Если на афише прошлого «Реального театра» его автор, Олег Лоевский, спал в пустом театральном зале, за его спиной поднималась заря нового, а слова «Реальный театр» были изъедены трещинами, то на афише нынешнего нарисована железная ограда, на которую навалилась, падая, коряга-монстр (непосредственно «реальный театр») с вырезанной скромной надписью «Алик дурак». Видимо, в том смысле, что опять собрал фестиваль, да еще по следам сезона, который явно не дал художественного урожая. Объезжая театральные угодья из края в край, Алик-дурак попадал в автокатастрофы, терял здоровье и усугублял невроз: фестиваль не складывался. Тем не менее в очередной, восьмой, раз «Реальный театр» не просто сложился, а опять собрал по России все лучшее.
В атмосфере его, правда, все-таки чувствовалось «природы увяданье» (сухой ствол…): если раньше это был фестиваль «друзей и близких Кролика» и, с фотоаппаратом в руках, я всегда могла настичь то одну, то другую живописную группу товарищей по театральному несчастью (см. № 26), то нынче объектив выхватывал из пространства… ну, пару коллег. В отсутствие Марины Тимашевой наши традиционные обсуждения (театр в театре!) поменяли внутреннюю драматургию, и, хотя каждое утро критики радостно бежали в театр, не было прежнего накала страстей, пафоса размежевания и радости единения.

Сохранённые записи:

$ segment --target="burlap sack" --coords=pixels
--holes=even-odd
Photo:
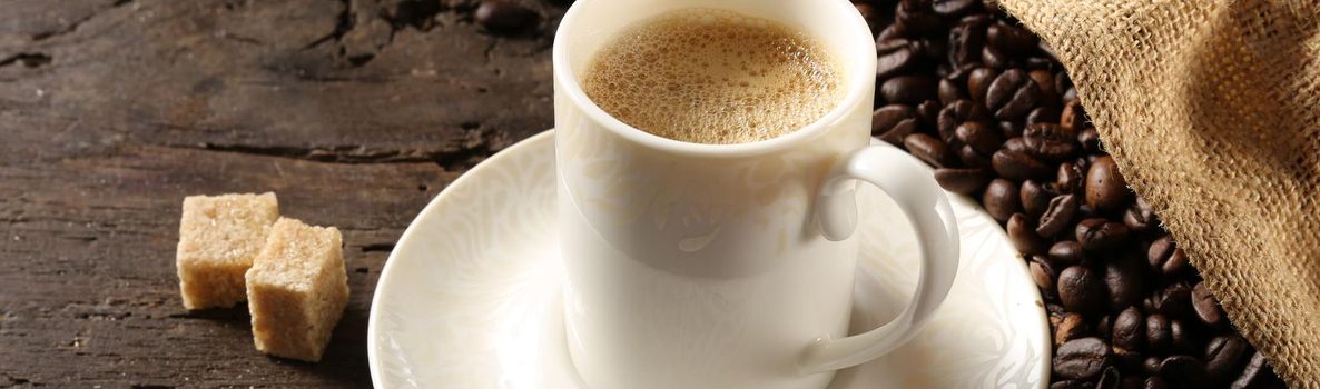
[[[1320,388],[1320,1],[1001,0],[1292,388]]]

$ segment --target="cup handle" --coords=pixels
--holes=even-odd
[[[921,162],[882,144],[862,148],[830,169],[817,198],[816,218],[829,240],[845,240],[857,229],[853,181],[871,183],[892,198],[916,225],[921,244],[921,276],[912,301],[894,320],[863,334],[820,339],[808,345],[800,368],[818,373],[854,367],[911,340],[944,302],[958,272],[958,224],[949,199]]]

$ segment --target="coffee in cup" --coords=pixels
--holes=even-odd
[[[697,144],[775,138],[843,98],[843,71],[805,32],[731,11],[688,8],[628,28],[595,54],[582,88],[605,112]]]

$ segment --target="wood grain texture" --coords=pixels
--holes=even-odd
[[[499,34],[475,1],[411,3],[0,0],[0,386],[370,386],[389,249],[550,127],[565,7]],[[345,233],[352,294],[319,364],[257,353],[246,307],[182,309],[182,198],[255,191]]]

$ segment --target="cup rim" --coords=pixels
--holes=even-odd
[[[871,92],[869,92],[869,90],[874,88],[874,78],[867,78],[866,74],[863,73],[866,73],[865,71],[866,69],[874,69],[874,66],[866,66],[863,63],[861,65],[861,67],[851,69],[850,74],[847,75],[849,90],[847,94],[843,95],[843,99],[841,99],[833,108],[830,108],[829,112],[826,112],[816,121],[812,121],[810,124],[799,128],[788,135],[777,136],[768,140],[744,142],[744,144],[697,144],[697,142],[685,142],[657,136],[642,131],[639,128],[635,128],[632,125],[628,125],[627,123],[623,123],[622,120],[605,112],[605,109],[602,109],[599,105],[595,104],[595,102],[593,102],[590,98],[586,96],[586,92],[582,90],[582,86],[578,82],[577,75],[569,66],[569,57],[568,57],[569,47],[565,41],[568,40],[566,30],[573,26],[582,8],[587,7],[587,4],[590,3],[594,1],[578,0],[576,4],[573,4],[573,7],[569,7],[569,11],[564,15],[564,18],[560,21],[558,30],[554,34],[554,42],[553,42],[554,46],[552,49],[552,58],[550,58],[554,83],[557,87],[562,88],[564,95],[566,95],[568,99],[572,100],[572,104],[579,108],[591,121],[601,124],[610,132],[614,132],[615,135],[628,141],[640,144],[651,149],[657,149],[673,154],[698,156],[698,157],[742,157],[742,156],[759,156],[766,153],[774,153],[828,132],[826,129],[830,127],[832,123],[837,123],[841,119],[843,119],[843,116],[849,115],[850,111],[854,107],[857,107],[857,104],[863,103],[859,100],[869,98],[869,95],[873,95]],[[847,0],[836,0],[830,3],[833,3],[830,5],[834,7],[834,9],[829,12],[837,12],[837,9],[842,5],[847,5],[846,9],[853,9],[851,3],[849,3]],[[828,3],[822,1],[822,4]],[[866,20],[862,18],[861,13],[857,12],[841,12],[841,13],[845,15],[843,17],[845,18],[843,22],[846,24],[845,28],[853,30],[857,34],[866,34],[867,37],[871,36],[870,26],[867,26]],[[867,47],[857,47],[857,50],[863,50],[863,49],[874,50],[874,41],[870,41],[870,38],[867,38],[866,42],[869,44]],[[869,62],[876,61],[874,55],[862,55],[862,58],[867,59]],[[870,105],[867,105],[867,108],[870,108]]]

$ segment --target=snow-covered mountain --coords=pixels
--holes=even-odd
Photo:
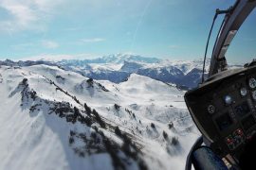
[[[206,61],[209,70],[210,60]],[[46,64],[58,66],[98,80],[120,83],[131,74],[146,76],[165,83],[176,84],[182,89],[192,89],[201,81],[203,60],[168,60],[135,55],[110,55],[94,60],[69,60],[61,61],[0,61],[0,65],[31,66]],[[232,66],[232,65],[231,65]],[[205,76],[207,76],[207,72]]]
[[[1,66],[0,169],[184,169],[199,135],[184,92],[57,66]]]
[[[137,56],[119,56],[118,61],[110,60],[101,64],[87,61],[69,60],[58,62],[63,68],[82,74],[95,79],[110,80],[119,83],[125,80],[130,74],[136,73],[166,83],[176,84],[179,87],[194,88],[201,80],[203,60],[145,60]],[[134,60],[131,60],[134,59]],[[100,65],[100,66],[99,66]],[[209,69],[210,60],[206,62]]]
[[[116,63],[120,64],[124,61],[134,61],[134,62],[144,62],[144,63],[155,63],[159,62],[161,60],[156,58],[148,58],[142,57],[139,55],[128,55],[128,54],[116,54],[116,55],[108,55],[103,56],[97,59],[92,60],[64,60],[60,61],[61,64],[65,65],[75,65],[75,66],[83,66],[89,63],[100,63],[100,64],[107,64],[107,63]]]

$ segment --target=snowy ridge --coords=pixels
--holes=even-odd
[[[147,76],[115,84],[47,65],[0,75],[0,169],[183,169],[198,134],[184,92]]]

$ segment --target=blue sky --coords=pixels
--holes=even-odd
[[[1,0],[0,60],[88,59],[117,53],[199,59],[204,55],[215,8],[226,8],[233,3]],[[243,26],[228,53],[232,61],[256,58],[255,13]]]

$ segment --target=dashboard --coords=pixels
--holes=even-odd
[[[185,101],[205,144],[221,157],[239,157],[256,132],[256,67],[216,75]]]

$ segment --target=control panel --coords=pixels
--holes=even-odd
[[[256,132],[256,67],[222,72],[185,101],[205,143],[220,156],[239,155]]]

▶ _ЗАДАНИЯ К УПРАЖНЕНИЮ_
A – Кто во фрагменте документа назван автором «Реального театра»?
B – Определите, соответствуют ли фрагменту документа следующие утверждения: (i) на афише нынешнего фестиваля нарисована железная ограда; (ii) фестиваль «Реальный театр» прошел в седьмой раз; (iii) Марина Тимашева участвовала в обсуждениях. Для каждого ответьте «да» или «нет» и приведите решающие слова текста.
C – Перепишите без изменений часть фрагмента документа, начиная со слов «В атмосфере его, правда, все-таки» и заканчивая словами «и радости единения.».

▶ _ПОЛНЫЕ ОТВЕТЫ_
A – Автором «Реального театра» назван Олег Лоевский.

B –
(i) Да: «на афише нынешнего нарисована железная ограда».
(ii) Нет: «в очередной, восьмой, раз».
(iii) Нет: «В отсутствие Марины Тимашевой».

C –
В атмосфере его, правда, все-таки чувствовалось «природы увяданье» (сухой ствол…): если раньше это был фестиваль «друзей и близких Кролика» и, с фотоаппаратом в руках, я всегда могла настичь то одну, то другую живописную группу товарищей по театральному несчастью (см. № 26), то нынче объектив выхватывал из пространства… ну, пару коллег. В отсутствие Марины Тимашевой наши традиционные обсуждения (театр в театре!) поменяли внутреннюю драматургию, и, хотя каждое утро критики радостно бежали в театр, не было прежнего накала страстей, пафоса размежевания и радости единения.